• Set task 1: Lay out part of the entries below as a Markdown table with the columns No. and Line. Start with the line containing "Please put a point on the standing", go on through the line containing "Please put a point on the man's ear", and leave out any blank lines.

246 Million Children Working During World Days For Children
19 November 2002 - Almost a
quarter of a billion children are working as child labourers today during
the World Day for the Prevention of Child Abuse, and will continue toiling
tomorrow on Universal Children's Day. Despite the world's promise to care
for every child, the scourge of child labour still leaves countless children
deprived of their most basic rights.
These World Days should be
marked with a renewed determination to protect the lives of all children.
Governments must be called upon to meet the commitments in the UN Convention
on the Rights of the Child and in the ILO Conventions on child labour. The
international community must make the protection and development of children
the first priority in aid programs. Businesses must stop using children to
turn a quick profit. And above all, ordinary people, adults and children
alike, must make it clear that the abuse of children as child labourers has
no place in this world.
The commercial exploitation of
children in both developing and developed countries has come to be
recognised as the most common form of child abuse today. Subjected to
physical, psychological and emotional abuse, child labourers are often
trapped with no other options. Too often society simply accepts their labour
as a harsh reality and turns a blind eye as the children suffer horrendous
abuse.

• Set task 2: Carry the piece on child labor forward from its final sentence.

• Data provided:
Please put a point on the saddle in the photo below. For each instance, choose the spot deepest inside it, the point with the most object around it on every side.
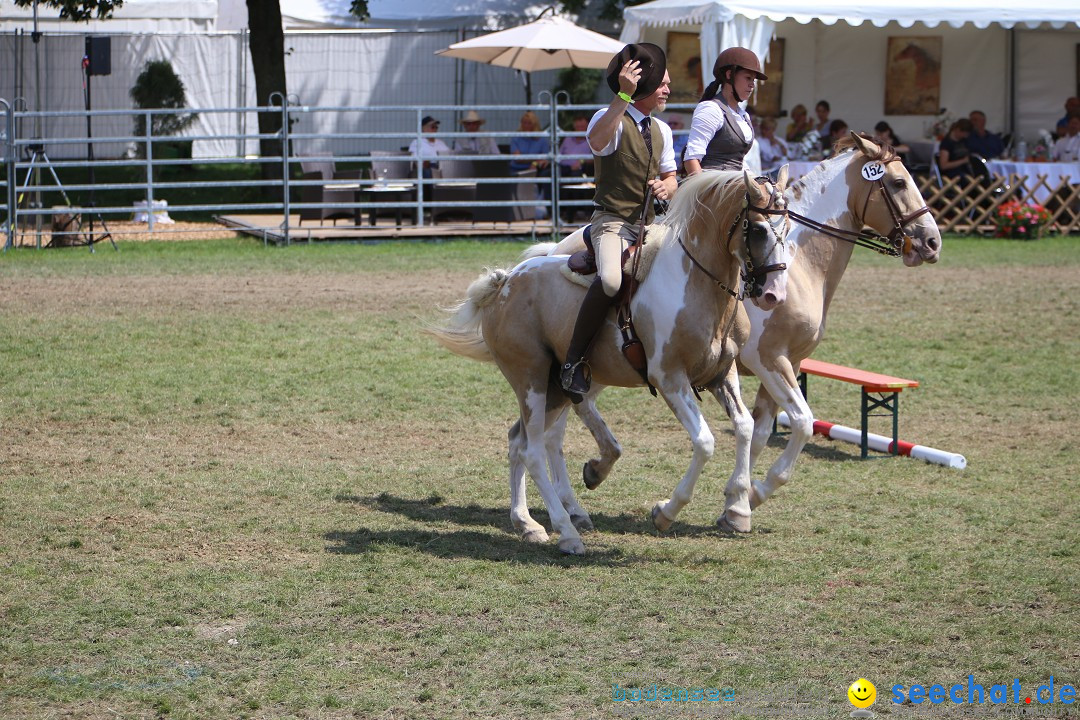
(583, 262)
...
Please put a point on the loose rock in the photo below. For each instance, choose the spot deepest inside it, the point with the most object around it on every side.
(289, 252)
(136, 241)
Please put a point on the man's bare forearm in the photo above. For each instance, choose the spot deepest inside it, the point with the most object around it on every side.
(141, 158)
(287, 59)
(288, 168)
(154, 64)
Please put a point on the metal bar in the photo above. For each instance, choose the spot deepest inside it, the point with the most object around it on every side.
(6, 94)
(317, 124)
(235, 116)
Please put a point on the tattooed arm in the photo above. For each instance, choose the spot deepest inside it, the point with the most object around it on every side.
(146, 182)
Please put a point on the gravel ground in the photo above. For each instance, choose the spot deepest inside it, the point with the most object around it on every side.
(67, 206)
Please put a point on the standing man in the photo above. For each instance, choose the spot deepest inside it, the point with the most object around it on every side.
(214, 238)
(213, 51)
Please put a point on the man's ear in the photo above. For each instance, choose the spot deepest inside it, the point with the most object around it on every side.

• Expected answer 1:
| No. | Line |
|---|---|
| 1 | Please put a point on the standing man in the photo above. For each instance, choose the spot deepest inside it, the point with the most object around it on every side. |
| 2 | (214, 238) |
| 3 | (213, 51) |
| 4 | Please put a point on the man's ear in the photo above. For each instance, choose the spot deepest inside it, the point with the most object around it on every side. |

• Expected answer 2:
"Do we consider ourselves
civilised? Do we deserve to be called humanity when we take the youngest
children and abuse them for profit and power?" asked Kailash Satyarthi,
Chairperson of the Global March Against Child Labour. "Ending child labour
must be the very top priority of the international community."
The tens of millions of young
girls working as servants in wealthy and middle class families are among the
most exploited. Working from before dawn until late into the night, these
girls are hidden behind closed doors and have no protection from the cruelty
and lust of their absolute masters. And again society has accepted this
practice as simply a way of life.
When the UN adopted the
Convention on the Rights of the Child on 20 November 1989, there was great
hope for a better future for all the world's children. Despite a number of
improvements for some, a great number of children have simply been left to
fend for themselves.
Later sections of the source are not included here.